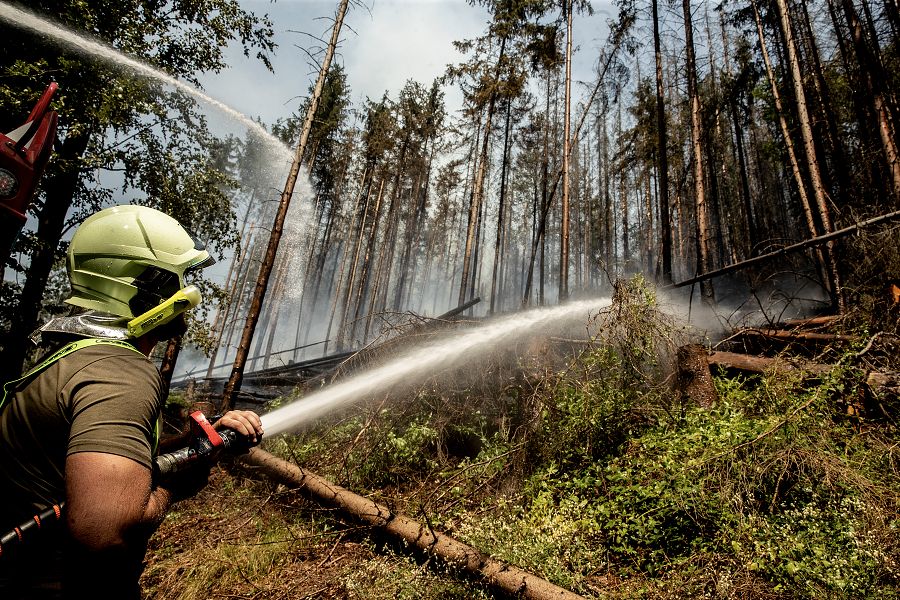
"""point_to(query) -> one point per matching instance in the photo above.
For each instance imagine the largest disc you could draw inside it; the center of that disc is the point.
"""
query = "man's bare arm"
(110, 501)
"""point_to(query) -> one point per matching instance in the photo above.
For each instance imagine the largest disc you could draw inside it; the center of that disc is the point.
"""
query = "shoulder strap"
(64, 351)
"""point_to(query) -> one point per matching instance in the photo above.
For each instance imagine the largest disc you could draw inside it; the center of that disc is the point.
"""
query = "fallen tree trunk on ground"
(798, 336)
(507, 578)
(694, 379)
(814, 321)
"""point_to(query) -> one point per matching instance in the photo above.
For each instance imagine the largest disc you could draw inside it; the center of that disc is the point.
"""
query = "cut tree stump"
(504, 577)
(694, 379)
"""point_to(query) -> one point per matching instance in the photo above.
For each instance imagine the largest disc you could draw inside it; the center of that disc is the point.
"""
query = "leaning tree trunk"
(61, 190)
(564, 224)
(812, 161)
(703, 225)
(662, 158)
(262, 282)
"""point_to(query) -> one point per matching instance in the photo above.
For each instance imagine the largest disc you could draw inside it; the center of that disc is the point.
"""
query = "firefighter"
(83, 426)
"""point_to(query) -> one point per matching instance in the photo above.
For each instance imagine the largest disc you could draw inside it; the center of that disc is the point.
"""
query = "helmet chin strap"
(181, 301)
(89, 324)
(104, 325)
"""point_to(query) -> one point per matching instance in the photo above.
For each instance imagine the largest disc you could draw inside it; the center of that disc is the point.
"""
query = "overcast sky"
(381, 47)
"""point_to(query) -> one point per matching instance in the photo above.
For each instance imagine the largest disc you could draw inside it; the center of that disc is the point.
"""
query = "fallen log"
(762, 364)
(813, 321)
(506, 578)
(798, 336)
(694, 379)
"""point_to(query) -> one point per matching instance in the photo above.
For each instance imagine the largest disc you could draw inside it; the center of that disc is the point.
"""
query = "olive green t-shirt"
(100, 398)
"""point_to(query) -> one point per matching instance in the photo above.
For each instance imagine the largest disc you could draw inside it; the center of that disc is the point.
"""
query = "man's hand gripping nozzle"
(206, 447)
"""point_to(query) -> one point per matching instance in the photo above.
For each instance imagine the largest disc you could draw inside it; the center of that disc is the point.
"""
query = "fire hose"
(207, 446)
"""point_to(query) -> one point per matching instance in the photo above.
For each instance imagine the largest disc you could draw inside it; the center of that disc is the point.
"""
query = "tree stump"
(694, 379)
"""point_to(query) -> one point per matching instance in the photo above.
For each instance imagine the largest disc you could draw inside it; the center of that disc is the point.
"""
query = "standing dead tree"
(262, 282)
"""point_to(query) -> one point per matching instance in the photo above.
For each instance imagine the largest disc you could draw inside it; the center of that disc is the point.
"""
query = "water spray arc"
(23, 19)
(418, 364)
(262, 282)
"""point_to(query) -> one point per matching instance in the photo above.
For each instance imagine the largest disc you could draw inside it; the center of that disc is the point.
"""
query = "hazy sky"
(382, 46)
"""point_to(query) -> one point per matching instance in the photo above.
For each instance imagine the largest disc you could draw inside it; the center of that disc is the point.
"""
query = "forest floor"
(587, 467)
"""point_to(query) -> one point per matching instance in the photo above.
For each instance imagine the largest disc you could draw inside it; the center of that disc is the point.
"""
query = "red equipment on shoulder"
(24, 152)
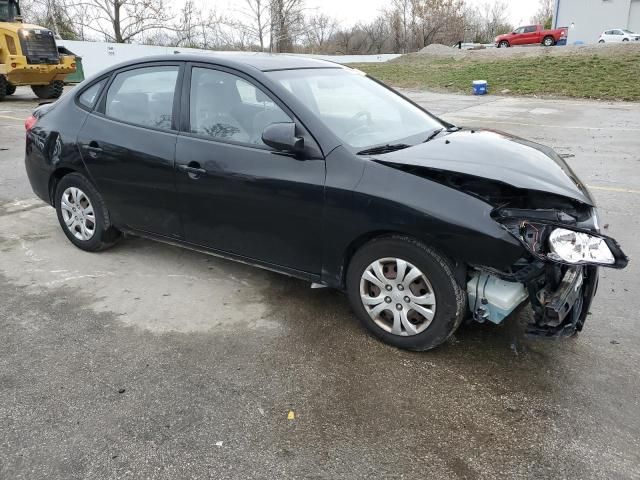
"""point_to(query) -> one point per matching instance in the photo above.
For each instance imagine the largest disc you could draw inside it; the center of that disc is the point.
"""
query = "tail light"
(29, 123)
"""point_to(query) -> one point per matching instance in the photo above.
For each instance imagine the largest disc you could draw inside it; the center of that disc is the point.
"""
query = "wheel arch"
(55, 178)
(460, 267)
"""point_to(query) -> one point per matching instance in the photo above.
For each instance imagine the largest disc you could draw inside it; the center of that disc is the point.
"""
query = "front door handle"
(193, 169)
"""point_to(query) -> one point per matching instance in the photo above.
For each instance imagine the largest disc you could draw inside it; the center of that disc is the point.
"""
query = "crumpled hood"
(496, 156)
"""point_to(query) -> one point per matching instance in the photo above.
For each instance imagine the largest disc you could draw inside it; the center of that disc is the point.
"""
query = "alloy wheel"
(397, 296)
(78, 214)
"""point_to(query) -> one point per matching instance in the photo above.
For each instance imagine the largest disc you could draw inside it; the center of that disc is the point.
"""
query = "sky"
(349, 12)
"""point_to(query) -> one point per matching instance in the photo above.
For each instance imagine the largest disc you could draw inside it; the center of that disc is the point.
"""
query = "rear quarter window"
(89, 96)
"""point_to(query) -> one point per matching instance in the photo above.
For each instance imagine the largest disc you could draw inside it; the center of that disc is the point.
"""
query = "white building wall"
(96, 56)
(589, 18)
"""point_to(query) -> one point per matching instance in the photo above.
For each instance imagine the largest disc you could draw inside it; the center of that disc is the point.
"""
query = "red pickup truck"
(531, 34)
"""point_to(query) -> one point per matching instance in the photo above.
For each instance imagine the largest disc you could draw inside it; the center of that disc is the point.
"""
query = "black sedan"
(317, 171)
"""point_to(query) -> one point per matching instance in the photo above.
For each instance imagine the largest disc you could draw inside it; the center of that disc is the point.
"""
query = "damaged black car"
(320, 172)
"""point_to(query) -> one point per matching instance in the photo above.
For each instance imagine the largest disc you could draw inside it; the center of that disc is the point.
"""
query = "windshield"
(358, 110)
(8, 10)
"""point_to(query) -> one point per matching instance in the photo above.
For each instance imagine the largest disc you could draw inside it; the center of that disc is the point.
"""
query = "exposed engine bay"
(559, 274)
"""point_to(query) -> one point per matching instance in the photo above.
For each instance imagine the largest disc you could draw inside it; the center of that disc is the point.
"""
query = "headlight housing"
(552, 238)
(578, 247)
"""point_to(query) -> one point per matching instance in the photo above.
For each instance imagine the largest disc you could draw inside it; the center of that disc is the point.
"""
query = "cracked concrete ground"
(149, 361)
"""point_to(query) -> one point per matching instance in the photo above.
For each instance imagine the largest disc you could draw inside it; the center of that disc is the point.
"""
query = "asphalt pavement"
(151, 361)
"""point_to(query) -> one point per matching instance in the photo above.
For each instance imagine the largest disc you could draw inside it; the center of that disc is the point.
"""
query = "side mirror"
(282, 137)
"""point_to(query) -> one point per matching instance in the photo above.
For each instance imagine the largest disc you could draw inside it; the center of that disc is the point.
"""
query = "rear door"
(237, 194)
(531, 35)
(128, 144)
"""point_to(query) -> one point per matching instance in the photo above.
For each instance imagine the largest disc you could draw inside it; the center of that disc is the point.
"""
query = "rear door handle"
(93, 149)
(193, 170)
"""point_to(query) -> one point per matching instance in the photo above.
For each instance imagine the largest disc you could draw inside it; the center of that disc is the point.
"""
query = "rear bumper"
(37, 171)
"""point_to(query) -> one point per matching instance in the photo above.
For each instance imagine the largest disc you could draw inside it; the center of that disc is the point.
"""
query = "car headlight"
(551, 238)
(578, 247)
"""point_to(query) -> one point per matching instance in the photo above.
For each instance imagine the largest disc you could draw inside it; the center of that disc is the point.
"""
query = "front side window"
(358, 110)
(227, 107)
(90, 95)
(143, 96)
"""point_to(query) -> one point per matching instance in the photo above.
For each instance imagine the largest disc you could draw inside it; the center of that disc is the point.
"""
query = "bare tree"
(121, 21)
(378, 32)
(544, 15)
(437, 21)
(286, 24)
(404, 19)
(255, 20)
(319, 29)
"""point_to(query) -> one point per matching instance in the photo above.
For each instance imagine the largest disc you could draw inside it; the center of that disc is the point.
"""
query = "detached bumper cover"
(562, 312)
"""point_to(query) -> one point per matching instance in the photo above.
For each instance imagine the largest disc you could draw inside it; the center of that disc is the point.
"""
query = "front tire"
(83, 215)
(405, 293)
(47, 92)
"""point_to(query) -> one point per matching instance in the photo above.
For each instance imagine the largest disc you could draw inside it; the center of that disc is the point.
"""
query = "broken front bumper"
(561, 311)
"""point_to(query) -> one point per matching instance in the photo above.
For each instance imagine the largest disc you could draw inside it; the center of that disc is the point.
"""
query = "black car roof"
(261, 61)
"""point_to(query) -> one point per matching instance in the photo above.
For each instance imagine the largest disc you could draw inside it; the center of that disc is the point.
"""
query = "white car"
(619, 35)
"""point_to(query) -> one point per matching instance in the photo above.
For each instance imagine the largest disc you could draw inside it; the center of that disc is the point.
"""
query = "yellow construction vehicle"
(29, 56)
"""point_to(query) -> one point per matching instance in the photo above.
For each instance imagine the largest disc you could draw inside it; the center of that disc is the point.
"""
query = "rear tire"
(46, 92)
(400, 315)
(83, 215)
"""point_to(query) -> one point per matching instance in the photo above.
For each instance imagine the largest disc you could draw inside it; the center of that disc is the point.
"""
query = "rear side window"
(143, 96)
(90, 95)
(224, 106)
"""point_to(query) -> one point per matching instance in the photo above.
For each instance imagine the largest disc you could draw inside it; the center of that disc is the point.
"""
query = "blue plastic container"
(480, 87)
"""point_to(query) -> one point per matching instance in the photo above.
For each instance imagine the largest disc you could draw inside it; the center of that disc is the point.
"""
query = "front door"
(128, 145)
(237, 194)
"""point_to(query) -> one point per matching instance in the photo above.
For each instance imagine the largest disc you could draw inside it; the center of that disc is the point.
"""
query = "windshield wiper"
(434, 134)
(383, 149)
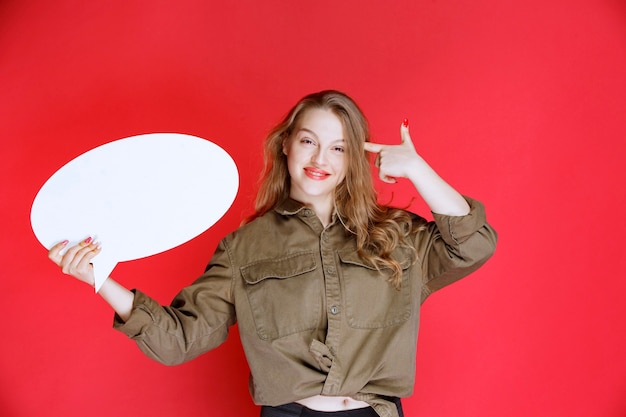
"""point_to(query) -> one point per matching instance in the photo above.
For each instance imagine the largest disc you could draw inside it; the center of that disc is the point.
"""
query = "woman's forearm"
(118, 297)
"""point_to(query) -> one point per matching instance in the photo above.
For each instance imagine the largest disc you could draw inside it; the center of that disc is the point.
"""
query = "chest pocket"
(285, 295)
(372, 301)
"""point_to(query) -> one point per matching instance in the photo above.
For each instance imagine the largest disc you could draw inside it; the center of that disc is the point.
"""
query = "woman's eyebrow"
(304, 129)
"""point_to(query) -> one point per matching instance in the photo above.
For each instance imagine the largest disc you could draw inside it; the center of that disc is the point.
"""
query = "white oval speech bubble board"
(138, 196)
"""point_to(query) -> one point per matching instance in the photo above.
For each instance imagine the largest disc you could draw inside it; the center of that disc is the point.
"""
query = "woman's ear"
(285, 145)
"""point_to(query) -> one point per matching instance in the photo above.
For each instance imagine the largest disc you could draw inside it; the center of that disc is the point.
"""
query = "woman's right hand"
(76, 261)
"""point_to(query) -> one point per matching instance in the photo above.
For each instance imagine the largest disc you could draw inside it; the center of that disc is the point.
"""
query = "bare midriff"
(326, 403)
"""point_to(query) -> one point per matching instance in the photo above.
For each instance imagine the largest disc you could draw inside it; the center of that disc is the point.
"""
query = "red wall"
(519, 104)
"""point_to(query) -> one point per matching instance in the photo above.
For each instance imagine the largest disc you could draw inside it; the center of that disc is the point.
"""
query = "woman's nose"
(318, 156)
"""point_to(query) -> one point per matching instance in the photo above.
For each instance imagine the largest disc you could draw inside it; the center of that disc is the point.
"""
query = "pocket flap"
(402, 254)
(279, 268)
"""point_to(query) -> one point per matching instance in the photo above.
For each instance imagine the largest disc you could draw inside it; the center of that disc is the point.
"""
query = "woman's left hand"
(395, 161)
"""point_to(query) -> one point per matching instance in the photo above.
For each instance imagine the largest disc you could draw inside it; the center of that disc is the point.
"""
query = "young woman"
(324, 283)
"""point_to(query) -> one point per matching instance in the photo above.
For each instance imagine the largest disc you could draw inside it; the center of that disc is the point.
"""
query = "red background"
(519, 104)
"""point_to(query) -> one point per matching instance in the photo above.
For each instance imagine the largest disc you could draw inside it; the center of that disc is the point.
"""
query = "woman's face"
(316, 158)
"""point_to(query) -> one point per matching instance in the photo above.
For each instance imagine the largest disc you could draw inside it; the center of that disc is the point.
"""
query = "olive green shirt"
(314, 318)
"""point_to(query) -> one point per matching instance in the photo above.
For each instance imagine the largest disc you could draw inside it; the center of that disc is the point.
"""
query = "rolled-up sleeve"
(452, 247)
(197, 320)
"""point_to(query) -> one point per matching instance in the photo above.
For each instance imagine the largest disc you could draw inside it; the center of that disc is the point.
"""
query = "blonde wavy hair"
(378, 229)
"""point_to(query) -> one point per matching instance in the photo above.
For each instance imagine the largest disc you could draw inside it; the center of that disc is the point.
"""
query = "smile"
(316, 174)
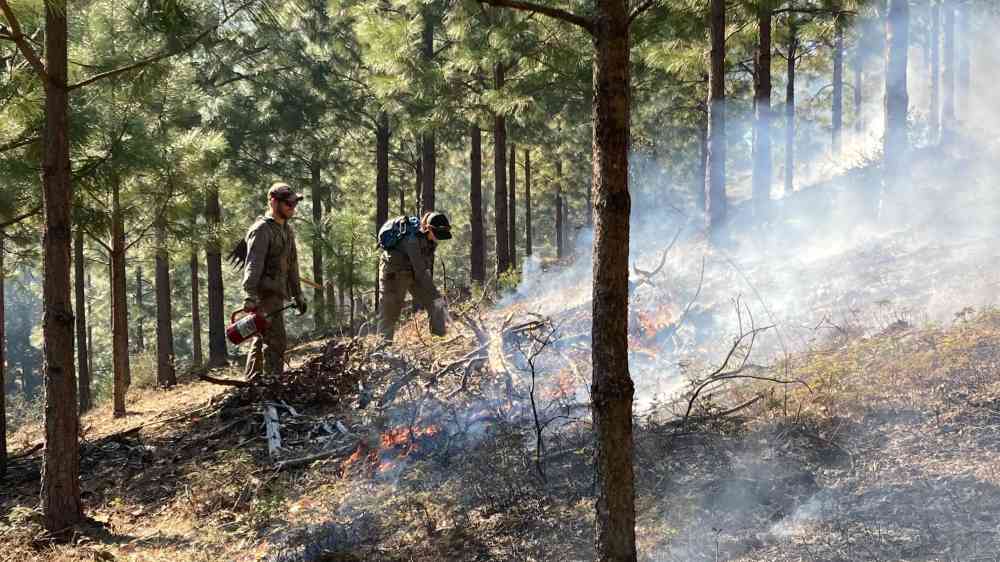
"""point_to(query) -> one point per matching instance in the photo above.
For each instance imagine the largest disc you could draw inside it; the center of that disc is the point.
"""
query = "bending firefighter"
(271, 277)
(408, 246)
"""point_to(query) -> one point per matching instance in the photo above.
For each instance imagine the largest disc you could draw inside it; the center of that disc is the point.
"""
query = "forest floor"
(891, 455)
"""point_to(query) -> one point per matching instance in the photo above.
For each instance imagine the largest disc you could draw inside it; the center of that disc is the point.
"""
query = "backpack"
(395, 230)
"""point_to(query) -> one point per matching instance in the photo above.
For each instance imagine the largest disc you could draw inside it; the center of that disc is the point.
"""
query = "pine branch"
(21, 41)
(556, 13)
(165, 55)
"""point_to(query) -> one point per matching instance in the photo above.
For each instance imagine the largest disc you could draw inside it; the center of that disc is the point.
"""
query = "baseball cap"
(441, 226)
(283, 192)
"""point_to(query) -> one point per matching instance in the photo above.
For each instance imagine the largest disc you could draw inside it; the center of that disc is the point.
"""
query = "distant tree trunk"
(527, 202)
(963, 38)
(428, 152)
(715, 179)
(895, 143)
(859, 74)
(790, 108)
(60, 489)
(316, 180)
(119, 305)
(612, 389)
(166, 375)
(3, 364)
(500, 180)
(762, 114)
(419, 177)
(198, 357)
(82, 356)
(948, 94)
(216, 297)
(934, 120)
(512, 205)
(477, 265)
(382, 170)
(838, 86)
(140, 343)
(560, 241)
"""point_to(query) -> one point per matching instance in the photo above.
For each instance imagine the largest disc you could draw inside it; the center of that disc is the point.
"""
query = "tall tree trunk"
(382, 170)
(512, 205)
(560, 238)
(934, 121)
(60, 490)
(527, 202)
(963, 38)
(838, 86)
(895, 143)
(428, 151)
(500, 180)
(419, 177)
(762, 114)
(859, 75)
(3, 363)
(477, 265)
(715, 179)
(82, 351)
(217, 353)
(166, 375)
(119, 304)
(198, 357)
(316, 181)
(790, 109)
(612, 389)
(948, 78)
(140, 343)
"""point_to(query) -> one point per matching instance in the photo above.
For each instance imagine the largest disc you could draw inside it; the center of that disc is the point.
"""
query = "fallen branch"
(307, 460)
(225, 382)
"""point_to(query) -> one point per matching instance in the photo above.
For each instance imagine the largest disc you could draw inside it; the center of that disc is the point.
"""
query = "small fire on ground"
(394, 445)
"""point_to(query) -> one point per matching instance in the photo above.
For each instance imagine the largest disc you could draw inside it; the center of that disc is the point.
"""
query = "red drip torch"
(239, 331)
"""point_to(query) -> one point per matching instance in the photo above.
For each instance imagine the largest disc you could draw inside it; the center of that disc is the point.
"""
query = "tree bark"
(217, 354)
(166, 375)
(859, 74)
(512, 205)
(82, 350)
(895, 143)
(316, 181)
(715, 180)
(198, 357)
(500, 180)
(962, 41)
(934, 120)
(382, 170)
(428, 151)
(60, 490)
(527, 202)
(119, 304)
(790, 108)
(477, 258)
(948, 76)
(761, 193)
(560, 238)
(3, 363)
(140, 343)
(612, 389)
(836, 141)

◇ ◇ ◇ ◇

Requirements: Count the lines in the items above that contain the string "branch", with case counting. Reply with the number only.

Solution for this problem: 2